编程题解6.4似乎不对

[WangZhiqiang-academia]

题目上说d. display by preference不是显示成员的偏好,而是preference为0 1 2时分别显示fullname title bopname

[Omnitrix-t]

题目上说d. display by preference不是显示成员的偏好,而是preference为0 1 2时分别显示fullname title bopname

是的，作者写错了

[Omnitrix-t]

如果愿意的话，可以看看我写的

#include <iostream>

int main()
{
	using namespace std;

	const size_t strsize = 30;
	const size_t bop_num = 3;

	struct bop {
		char fullname[strsize]; // real name
		char title[strsize];    // job title
		char bopname[strsize];  // secret BOP name
		int preference;         // 0 = fullname, 1 = title, 2 = bopname
	};

	bop bops[bop_num] = {
		{"real name 1", "job title 1", "BOP name 1", 0},
		{"real name 2", "job title 2", "BOP name 2", 1},
		{"real name 3", "job title 3", "BOP name 3", 2},
	};

	//第一行提示语句
	cout << "Benevolent order of Programmers report.\n";

	//菜单
	cout << "a.display by name     b.display by title\n";
	cout << "c.display by bopname  d.display by preference\n";
	cout << "q.quit\n";

	char choice = '\0';
	int preference = 0;	//要显示的内容

	cout << "Enter your choices: ";

	while (cin >> choice)
#####
## 任务要求
请从上面这篇讨论编程题6.4的帖子停下的地方接着往下续写。 这些记录与上面的帖子没有关系。

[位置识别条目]
#####
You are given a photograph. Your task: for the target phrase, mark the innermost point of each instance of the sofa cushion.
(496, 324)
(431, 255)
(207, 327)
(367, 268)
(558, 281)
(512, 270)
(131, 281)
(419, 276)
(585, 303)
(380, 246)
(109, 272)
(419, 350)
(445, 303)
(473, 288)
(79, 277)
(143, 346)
#####
## 任务回答
	{
		//退出
		if ('q' == choice)
			break;

		//指定要显示的内容
		switch (choice)
		{
		case 'a':
			preference = 0;
			break;
		case 'b':
			preference = 1;
			break;
		case 'c':
			preference = 2;
			break;
		}

		for (size_t i = 0; i < bop_num; i++)
		{
			//选项 d 为特殊条件
			if ('d' == choice)
			{
				preference = bops[i].preference;
			}

			//显示内容
			switch (preference)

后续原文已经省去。